Fuse Direction for Pass Labs Amp and Preamp


I am going to re fuse my Pass X250.8 and XP-32 with Synergistic Research purple fuses in a couple of days. I was hoping to get advice on a rule of thumb for direction of the fuses. My instinct tells me to start by installing the fuse by the direction of the lettering on the fuses. I am thinking that the direction should be the lettering left to right with the beginning of the lettering facing out of the amp and the end of the lettering facing into the amp. Does this sound right?

128x128mitchb

Showing 6 responses by atmasphere

Would it be fair to say (or infer) that some of these boutique fuses are somewhere along the arc between a bog standard fuse and those FNM fuses? That they are definitely a step up but still nowhere near a FNM fuse? That could be why we hear a difference: they're simply a better made fuse, kinda like what you got with the FNMs. Just saying..

Some of the boutique fuses we've seen are inferior and some are OK so there's not a good answer to this question. We've seen some that employ a Teflon tube to damp the motion of the fast blow element; this type of fuse might not blow correctly since the metal can go to liquid and still be supported by the tubing- at that point would eventually become a plasma. I'd stay away from any fuses constructed in this manner. We've seen some that don't hold the current they are rated for and some that won't blow until you're a bit over spec! None of these are good situations. Having an equipment failure on this account wouldn't be a good thing so when people ask me about this on the phone I let them know what we've seen.

Cable is cable. Fuses are fuses. OAK is the only speaker finish. Class Ds suck. Why are you still using tubes? Concrete everything to the floor. Speaker spikes work. and the biggest of all, Come to AG and get a blast from the past.

@helmholtzsoul 

You might be interested to know that my LP mastering lathe, which was originally built about 1949, sat atop a custom table that featured adjustable points for feet. So the idea of the points that so many audiophiles use has been around a very long time.

You might also find this interesting: You can look at any amplifier as having a perfect amplifying element with a distortion element (nonlinearity) in series with the signal. Put another way the differences you hear in amplifiers is simply the distortion signature. Because of this, if you have the distortion signature of a tube amp and were somehow able to put it in a solid state amp, the solid state amp would sound like a tube amp. We discovered how true that really is when we were developing our class D amplifier, in which the non-linearities tend to generate lower ordered harmonics rather than higher orders, so it has the smoothness and lack of harshness you expect from a really good tube amplifier although a bit more transparent.

It is the distortion signature of tubes which has kept them in business so long after being declared ’obsolete’ in the early 1960s. But now you can get the same distortion signature in a solid state amp (although maybe 2 orders of magnitude lower, allowing for greater transparency) with the same liquid mids and highs.

ENTRIES PROVIDED
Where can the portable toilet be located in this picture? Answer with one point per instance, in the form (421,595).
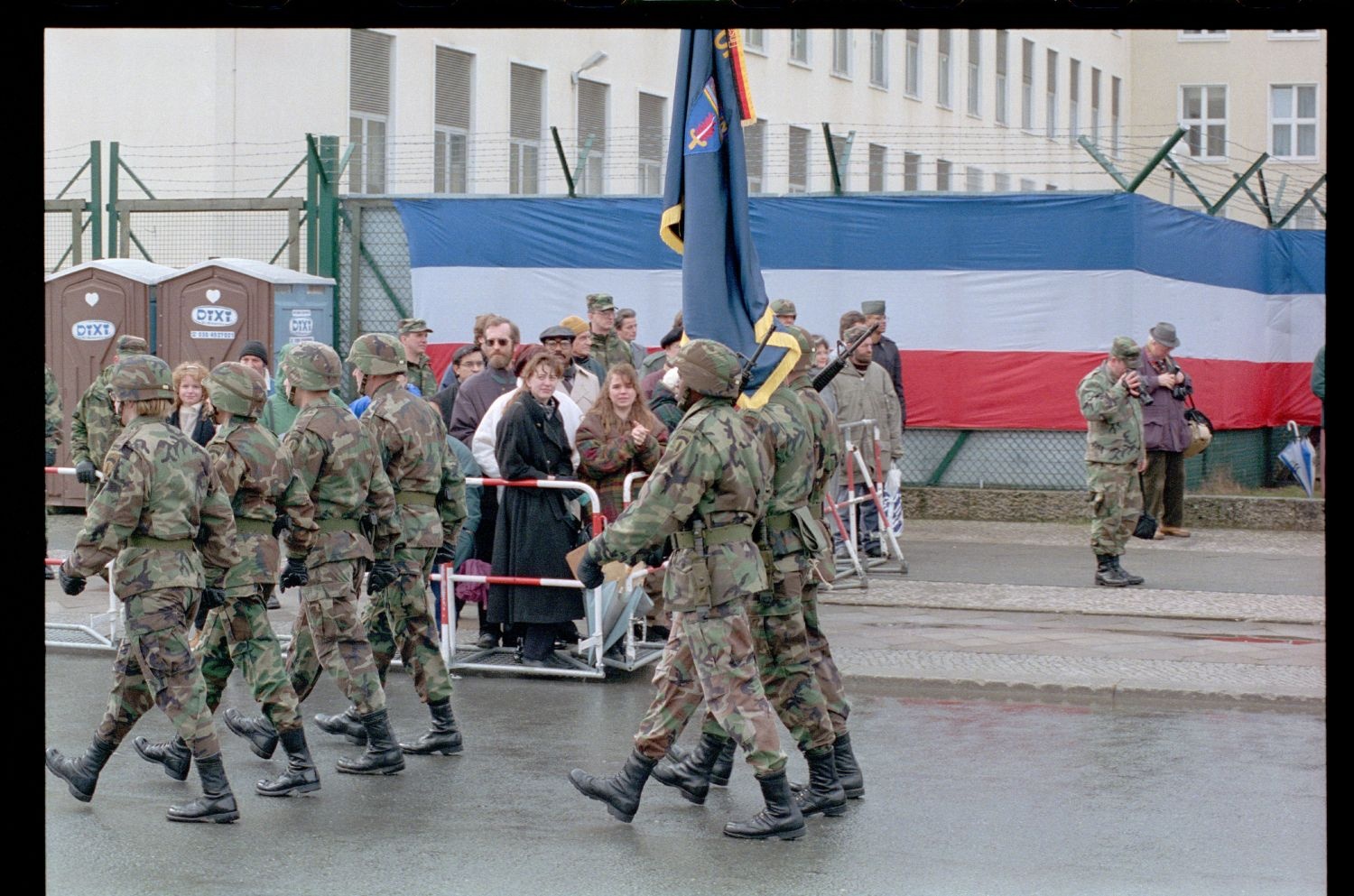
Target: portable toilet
(87,306)
(208,313)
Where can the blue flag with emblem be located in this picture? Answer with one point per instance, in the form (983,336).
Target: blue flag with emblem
(706,211)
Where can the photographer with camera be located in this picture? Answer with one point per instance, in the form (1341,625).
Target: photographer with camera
(1164,430)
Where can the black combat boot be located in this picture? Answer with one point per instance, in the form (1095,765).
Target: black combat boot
(1129,577)
(384,754)
(691,771)
(620,792)
(825,790)
(301,776)
(173,755)
(216,804)
(81,776)
(256,730)
(723,765)
(346,723)
(443,736)
(780,817)
(1107,573)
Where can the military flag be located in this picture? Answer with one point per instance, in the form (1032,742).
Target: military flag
(706,210)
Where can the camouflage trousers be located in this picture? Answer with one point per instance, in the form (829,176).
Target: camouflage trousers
(400,617)
(825,668)
(238,635)
(329,635)
(1116,503)
(154,668)
(709,655)
(784,660)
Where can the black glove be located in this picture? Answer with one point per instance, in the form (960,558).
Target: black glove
(72,585)
(382,576)
(589,570)
(294,574)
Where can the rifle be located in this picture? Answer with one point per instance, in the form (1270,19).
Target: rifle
(829,373)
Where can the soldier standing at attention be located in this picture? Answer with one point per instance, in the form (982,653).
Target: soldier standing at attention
(707,492)
(167,520)
(413,337)
(336,476)
(1115,451)
(790,538)
(94,424)
(248,462)
(431,495)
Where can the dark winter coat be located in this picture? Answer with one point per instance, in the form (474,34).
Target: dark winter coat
(535,528)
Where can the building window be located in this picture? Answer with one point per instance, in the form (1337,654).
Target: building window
(1204,116)
(912,172)
(879,57)
(524,121)
(798,160)
(653,121)
(1074,99)
(841,51)
(451,121)
(592,126)
(944,69)
(877,160)
(1026,86)
(975,70)
(368,105)
(1051,95)
(913,64)
(755,146)
(999,105)
(1294,121)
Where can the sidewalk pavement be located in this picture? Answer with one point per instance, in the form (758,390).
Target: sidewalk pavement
(1010,611)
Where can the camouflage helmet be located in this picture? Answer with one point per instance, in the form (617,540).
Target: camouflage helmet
(236,389)
(313,367)
(376,354)
(141,376)
(709,368)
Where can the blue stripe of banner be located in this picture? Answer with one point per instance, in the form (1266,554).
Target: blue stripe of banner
(1036,232)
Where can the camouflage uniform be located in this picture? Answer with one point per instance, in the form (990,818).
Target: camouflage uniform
(1113,449)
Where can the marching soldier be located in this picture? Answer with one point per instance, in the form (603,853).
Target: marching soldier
(336,476)
(707,492)
(165,517)
(249,463)
(431,495)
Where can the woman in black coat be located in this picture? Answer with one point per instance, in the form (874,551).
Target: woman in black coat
(535,528)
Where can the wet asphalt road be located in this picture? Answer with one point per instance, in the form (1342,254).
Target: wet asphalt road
(963,798)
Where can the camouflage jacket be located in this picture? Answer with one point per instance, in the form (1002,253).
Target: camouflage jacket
(609,349)
(420,374)
(92,424)
(53,395)
(412,441)
(254,473)
(157,485)
(1115,428)
(336,478)
(715,470)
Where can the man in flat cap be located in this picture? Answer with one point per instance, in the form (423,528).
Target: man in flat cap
(1110,402)
(886,352)
(607,346)
(94,424)
(413,336)
(1164,430)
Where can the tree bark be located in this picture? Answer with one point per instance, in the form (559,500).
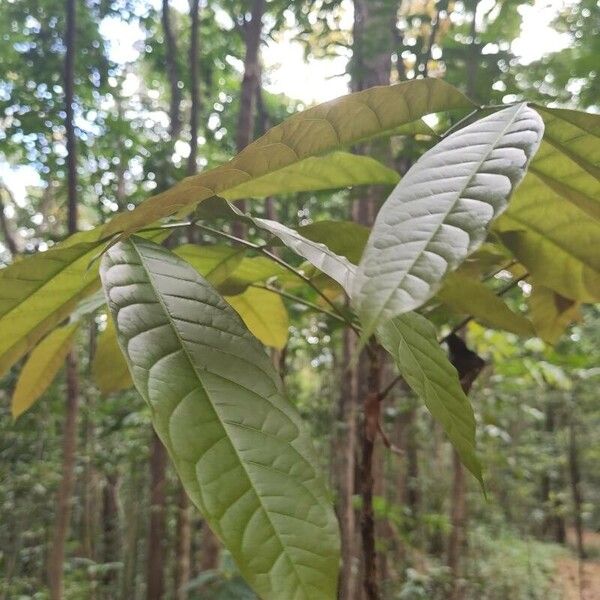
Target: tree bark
(370,429)
(575,477)
(346,466)
(65,491)
(110,533)
(192,166)
(172,73)
(245,126)
(156,537)
(9,240)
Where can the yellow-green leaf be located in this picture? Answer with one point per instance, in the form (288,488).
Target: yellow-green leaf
(109,368)
(469,296)
(264,314)
(41,368)
(39,292)
(335,170)
(313,132)
(552,224)
(551,313)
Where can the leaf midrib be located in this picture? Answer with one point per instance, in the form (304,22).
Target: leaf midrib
(216,413)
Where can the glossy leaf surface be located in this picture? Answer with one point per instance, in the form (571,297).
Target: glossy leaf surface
(439,213)
(217,404)
(411,340)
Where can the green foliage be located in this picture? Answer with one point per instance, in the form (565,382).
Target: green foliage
(439,212)
(252,473)
(411,341)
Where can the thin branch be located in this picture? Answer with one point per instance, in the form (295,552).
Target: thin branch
(262,250)
(299,300)
(456,329)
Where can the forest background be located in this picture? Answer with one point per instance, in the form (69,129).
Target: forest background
(166,89)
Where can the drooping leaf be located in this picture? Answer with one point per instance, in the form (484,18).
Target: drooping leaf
(411,340)
(109,368)
(439,213)
(313,132)
(264,314)
(335,170)
(551,313)
(469,296)
(41,368)
(553,222)
(217,404)
(215,263)
(38,292)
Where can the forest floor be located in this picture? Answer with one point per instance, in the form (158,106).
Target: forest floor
(581,582)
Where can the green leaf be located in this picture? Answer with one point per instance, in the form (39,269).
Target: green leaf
(317,254)
(40,291)
(215,263)
(411,340)
(342,237)
(469,296)
(335,170)
(109,367)
(264,314)
(41,368)
(551,313)
(553,222)
(217,404)
(439,213)
(313,132)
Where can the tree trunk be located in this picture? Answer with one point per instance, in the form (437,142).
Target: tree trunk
(184,545)
(65,491)
(172,73)
(373,44)
(192,167)
(156,537)
(345,469)
(210,550)
(110,533)
(575,477)
(245,125)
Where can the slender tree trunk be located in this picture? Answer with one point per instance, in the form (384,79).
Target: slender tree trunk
(172,73)
(245,125)
(210,550)
(65,491)
(7,234)
(156,538)
(346,451)
(131,523)
(192,167)
(370,429)
(373,44)
(110,533)
(575,477)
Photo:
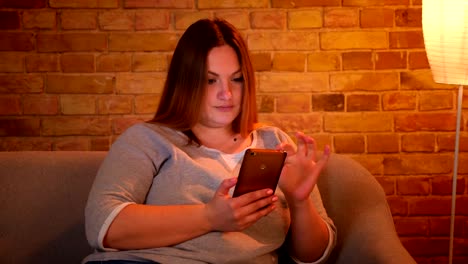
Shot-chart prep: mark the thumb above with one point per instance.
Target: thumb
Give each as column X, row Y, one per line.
column 225, row 185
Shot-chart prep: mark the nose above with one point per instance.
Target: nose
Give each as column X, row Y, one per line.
column 225, row 91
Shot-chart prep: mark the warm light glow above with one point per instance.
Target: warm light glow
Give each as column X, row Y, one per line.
column 445, row 28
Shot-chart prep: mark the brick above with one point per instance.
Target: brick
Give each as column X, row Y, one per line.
column 336, row 40
column 84, row 4
column 289, row 62
column 100, row 144
column 152, row 19
column 323, row 61
column 358, row 122
column 294, row 41
column 364, row 81
column 240, row 19
column 114, row 62
column 417, row 164
column 374, row 2
column 412, row 226
column 265, row 103
column 62, row 42
column 328, row 102
column 398, row 205
column 140, row 83
column 349, row 144
column 142, row 42
column 11, row 62
column 294, row 122
column 373, row 163
column 10, row 105
column 146, row 62
column 293, row 103
column 40, row 105
column 420, row 80
column 383, row 143
column 39, row 19
column 418, row 142
column 146, row 104
column 362, row 102
column 68, row 143
column 390, row 60
column 25, row 144
column 20, row 127
column 16, row 41
column 213, row 4
column 268, row 20
column 76, row 126
column 413, row 186
column 406, row 40
column 377, row 18
column 441, row 227
column 183, row 19
column 21, row 83
column 293, row 82
column 418, row 60
column 430, row 246
column 443, row 185
column 116, row 20
column 121, row 124
column 23, row 4
column 78, row 104
column 447, row 142
column 173, row 4
column 341, row 18
column 71, row 19
column 388, row 184
column 9, row 20
column 357, row 61
column 42, row 63
column 409, row 17
column 303, row 19
column 430, row 101
column 77, row 63
column 115, row 104
column 261, row 61
column 430, row 206
column 93, row 84
column 304, row 3
column 425, row 122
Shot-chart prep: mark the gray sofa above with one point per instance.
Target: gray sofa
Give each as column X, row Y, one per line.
column 43, row 194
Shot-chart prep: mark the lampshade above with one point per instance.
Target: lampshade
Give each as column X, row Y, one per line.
column 445, row 29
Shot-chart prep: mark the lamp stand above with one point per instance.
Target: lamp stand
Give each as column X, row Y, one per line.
column 455, row 171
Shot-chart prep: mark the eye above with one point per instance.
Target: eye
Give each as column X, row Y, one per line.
column 239, row 79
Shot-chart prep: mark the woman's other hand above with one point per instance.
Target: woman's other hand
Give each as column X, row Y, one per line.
column 236, row 214
column 301, row 170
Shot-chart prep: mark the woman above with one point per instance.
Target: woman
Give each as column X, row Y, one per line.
column 163, row 193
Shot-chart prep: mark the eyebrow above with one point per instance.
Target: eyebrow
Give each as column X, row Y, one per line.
column 215, row 74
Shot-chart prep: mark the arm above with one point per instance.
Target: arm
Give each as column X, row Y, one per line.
column 308, row 236
column 140, row 226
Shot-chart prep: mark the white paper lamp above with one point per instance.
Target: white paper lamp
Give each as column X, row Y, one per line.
column 445, row 30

REQUIRED TASKS
**A.** From the fuse-direction thread, list each problem that has been seen in boutique fuses.
**B.** Please resume the fuse-direction thread after its final sentence.

OUTPUTS IN ORDER
**A.**
- Some use a Teflon tube to damp the motion of the fast-blow element, so they might not blow correctly.
- Some don't hold the current they are rated for.
- Some won't blow until the current is a bit over spec.

**B.**
We’ve encountered cheap fuses that are not worth using. A a good quality fuse like Bussman or Littlefuse is hard to beat: if you are trying to use a boutique fuse, the former brands should be your ’control group’. In 1990 when designing our MA-2 we recognized that fuses were a problem, so we use a different kind known as an FNM. https://www.eaton.com/content/dam/eaton/products/electrical-circuit-protection/fuses/bussmann-series-supplemental-fuses/supplemental-fuses-midget/bus-ele-ds-2028-fnm.pdf This is a physically larger fuse employing dual elements and a larger fuse holder that exerts much more pressure on the fuse contacts, which are also much larger. They and their fuse holders easily outperform any boutique fuse made today. We did this and also used dual power cords on each chassis to minimize the internal and external effects of AC power wiring.

So please take it that when I say the direction of a fuse isn’t a thing, its with the awareness of fuse effects going back over 30 years, long before there were any boutique fuses.

 

Inescapable FACT: No one understands exactly how electricity works.   

      That’s why there’s so much Electrical THEORY.     

People risk their lives on electrical theory, just as they do the theory of flight. I suspect you might mean 'hypothesis' rather than theory.

OK you got me, you win, 10ga OFC spools cable is just as good as SRs speaker cabling. I suppose you hooked it all up and did a side by side on two identical systems too? GIVE ME A BREAK, you did NOT. Second if you can’t hear the difference in a UP-OCC/teflon weave from your 10ga OFC spool wire. QUIT trying your hearing is SHOT.

My hearing certainly isn't what it was, but I hear differences easily enough. However my employees' hearing is much better and they couldn't hear any significant difference either; neither could the guy that lent us the cables! That might be different if the speakers were 4 Ohms but they are 16. That makes a big difference.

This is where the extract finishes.